====== THE RECORDS

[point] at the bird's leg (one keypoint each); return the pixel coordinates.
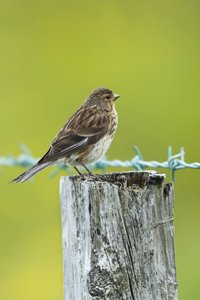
(77, 170)
(89, 172)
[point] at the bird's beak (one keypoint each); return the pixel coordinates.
(115, 97)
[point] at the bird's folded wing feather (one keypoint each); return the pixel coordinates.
(84, 128)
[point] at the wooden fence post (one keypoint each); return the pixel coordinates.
(118, 237)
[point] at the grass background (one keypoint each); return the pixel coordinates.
(53, 53)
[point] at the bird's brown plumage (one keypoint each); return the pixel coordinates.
(85, 137)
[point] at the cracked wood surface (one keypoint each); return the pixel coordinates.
(118, 237)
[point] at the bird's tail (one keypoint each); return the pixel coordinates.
(31, 172)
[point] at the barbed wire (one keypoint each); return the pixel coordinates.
(174, 162)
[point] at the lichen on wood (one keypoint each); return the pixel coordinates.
(118, 237)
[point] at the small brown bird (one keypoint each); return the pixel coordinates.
(85, 137)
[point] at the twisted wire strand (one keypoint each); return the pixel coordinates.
(174, 162)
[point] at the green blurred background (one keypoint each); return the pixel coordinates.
(53, 54)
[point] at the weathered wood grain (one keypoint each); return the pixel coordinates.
(118, 237)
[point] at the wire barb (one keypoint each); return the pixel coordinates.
(174, 163)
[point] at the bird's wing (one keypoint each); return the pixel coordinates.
(84, 128)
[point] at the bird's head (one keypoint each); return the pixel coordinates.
(102, 98)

============

_PROBLEM TO SOLVE_.
Each record above is to be restated exactly, with its pictures removed from the copy.

_ANSWER AREA_.
[point] at the bird's leg (one keypoint each); return the pixel coordinates.
(77, 170)
(89, 172)
[point] at the bird's beak (one keypoint each); return the pixel coordinates.
(115, 97)
[point] at the bird's folded wing feather (one keypoint each); return the pixel coordinates.
(84, 128)
[point] at the wooden fence post (one keypoint each); return the pixel coordinates.
(118, 237)
[point] at the grass background (one keypoint each); return the pixel coordinates.
(53, 53)
[point] at the bird's brown plumage (one keypoint each); return the pixel coordinates.
(85, 137)
[point] at the cracked wood surface (one keypoint each); return the pixel coordinates.
(118, 237)
[point] at the bird's tail (one keypoint each); return the pixel coordinates.
(31, 172)
[point] at the barbed wire (one keypoint each); return the pixel coordinates.
(174, 162)
[point] at the lichen on wood (one keypoint each); return the pixel coordinates.
(118, 237)
[point] at the small brown bird (one keypoint each); return the pixel coordinates.
(85, 137)
[point] at the twisted wire strand (one keypoint each); return the pixel coordinates.
(174, 162)
[point] at the green blurred background (one keypoint each); return the pixel coordinates.
(53, 54)
[point] at the weathered wood grain (one keypoint each); return the pixel coordinates.
(118, 237)
[point] at the wire barb (one keypoint each); return the pixel coordinates.
(174, 163)
[point] at the bird's wing (one keypoint each); return the pixel coordinates.
(84, 128)
[point] at the bird's head (one keypoint each); return the pixel coordinates.
(102, 98)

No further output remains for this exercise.